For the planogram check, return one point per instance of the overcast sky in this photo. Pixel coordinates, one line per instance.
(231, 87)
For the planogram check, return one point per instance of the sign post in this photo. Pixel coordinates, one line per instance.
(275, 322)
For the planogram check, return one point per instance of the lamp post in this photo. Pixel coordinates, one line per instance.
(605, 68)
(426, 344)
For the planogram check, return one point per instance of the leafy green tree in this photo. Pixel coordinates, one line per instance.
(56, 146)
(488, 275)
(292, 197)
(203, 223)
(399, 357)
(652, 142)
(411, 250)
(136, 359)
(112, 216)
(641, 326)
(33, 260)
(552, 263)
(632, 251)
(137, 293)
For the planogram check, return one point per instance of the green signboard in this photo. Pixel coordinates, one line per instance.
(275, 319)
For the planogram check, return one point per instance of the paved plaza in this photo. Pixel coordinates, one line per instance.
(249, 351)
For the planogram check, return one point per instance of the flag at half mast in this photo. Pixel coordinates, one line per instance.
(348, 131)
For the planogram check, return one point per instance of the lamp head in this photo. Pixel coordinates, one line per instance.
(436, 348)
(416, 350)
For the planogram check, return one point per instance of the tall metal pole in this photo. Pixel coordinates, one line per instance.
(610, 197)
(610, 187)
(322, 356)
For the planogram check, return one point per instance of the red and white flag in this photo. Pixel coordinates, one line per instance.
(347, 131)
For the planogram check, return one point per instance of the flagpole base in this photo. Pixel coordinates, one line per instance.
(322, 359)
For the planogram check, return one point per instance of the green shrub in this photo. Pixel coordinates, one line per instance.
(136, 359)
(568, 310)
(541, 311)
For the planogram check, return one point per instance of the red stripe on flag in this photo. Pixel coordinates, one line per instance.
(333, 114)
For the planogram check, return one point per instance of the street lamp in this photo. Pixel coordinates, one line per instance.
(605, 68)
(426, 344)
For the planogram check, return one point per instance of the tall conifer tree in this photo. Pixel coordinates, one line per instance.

------------------------------

İstek: Yukarıdaki satırların tamamını, "planogram check" ifadesinin geçtiği her yere "shelf audit" gelecek şekilde düzenle. Satırlardaki başka hiçbir şeyi değiştirme.

Görevin sonucu:
For the shelf audit, return one point per instance of the overcast sky in this photo. Pixel coordinates, one line per instance.
(231, 87)
For the shelf audit, return one point per instance of the sign post in this photo. Pixel coordinates, one line per instance.
(275, 322)
For the shelf audit, return one point per instance of the lamp post in this photo. Pixel coordinates, one line per instance.
(605, 68)
(426, 344)
For the shelf audit, return one point per instance of the leafy green tree in this photo. Pixel coordinates, one line per instance.
(56, 146)
(488, 275)
(292, 197)
(203, 223)
(399, 357)
(652, 142)
(411, 250)
(136, 359)
(112, 216)
(641, 326)
(33, 260)
(552, 263)
(632, 251)
(137, 293)
For the shelf audit, return one point per instance of the green signboard in this photo. Pixel coordinates, one line per instance.
(275, 319)
For the shelf audit, return one point per instance of the paved plaza in this photo. Pixel coordinates, one line per instance.
(249, 351)
For the shelf audit, return one point per instance of the flag at half mast in this photo. Pixel coordinates, one line per instance.
(348, 131)
For the shelf audit, return one point per instance of the lamp head in this photo. Pixel coordinates, one line per instance.
(436, 348)
(416, 350)
For the shelf audit, return one point per instance of the tall metal pole in this photo. Pixel coordinates, one line per instance.
(610, 197)
(610, 187)
(322, 356)
For the shelf audit, return one point per instance of the red and white flag in this photo. Pixel coordinates, one line per instance.
(347, 131)
For the shelf audit, return one point per instance of the flagpole base in this photo. Pixel coordinates, one line per instance.
(322, 359)
For the shelf audit, return one point per instance of the green shrub in this photo. Pixel coordinates, one line per instance.
(136, 359)
(568, 310)
(541, 311)
For the shelf audit, return one point per instance of the red stripe on flag in this photo. Pixel coordinates, one line per instance.
(333, 114)
For the shelf audit, return one point per instance of the street lamp in this photo. Pixel coordinates, one line per instance.
(605, 68)
(426, 344)
For the shelf audit, return one point per instance of the tall conifer tree in this photo. Pixel coordinates, one line per instance.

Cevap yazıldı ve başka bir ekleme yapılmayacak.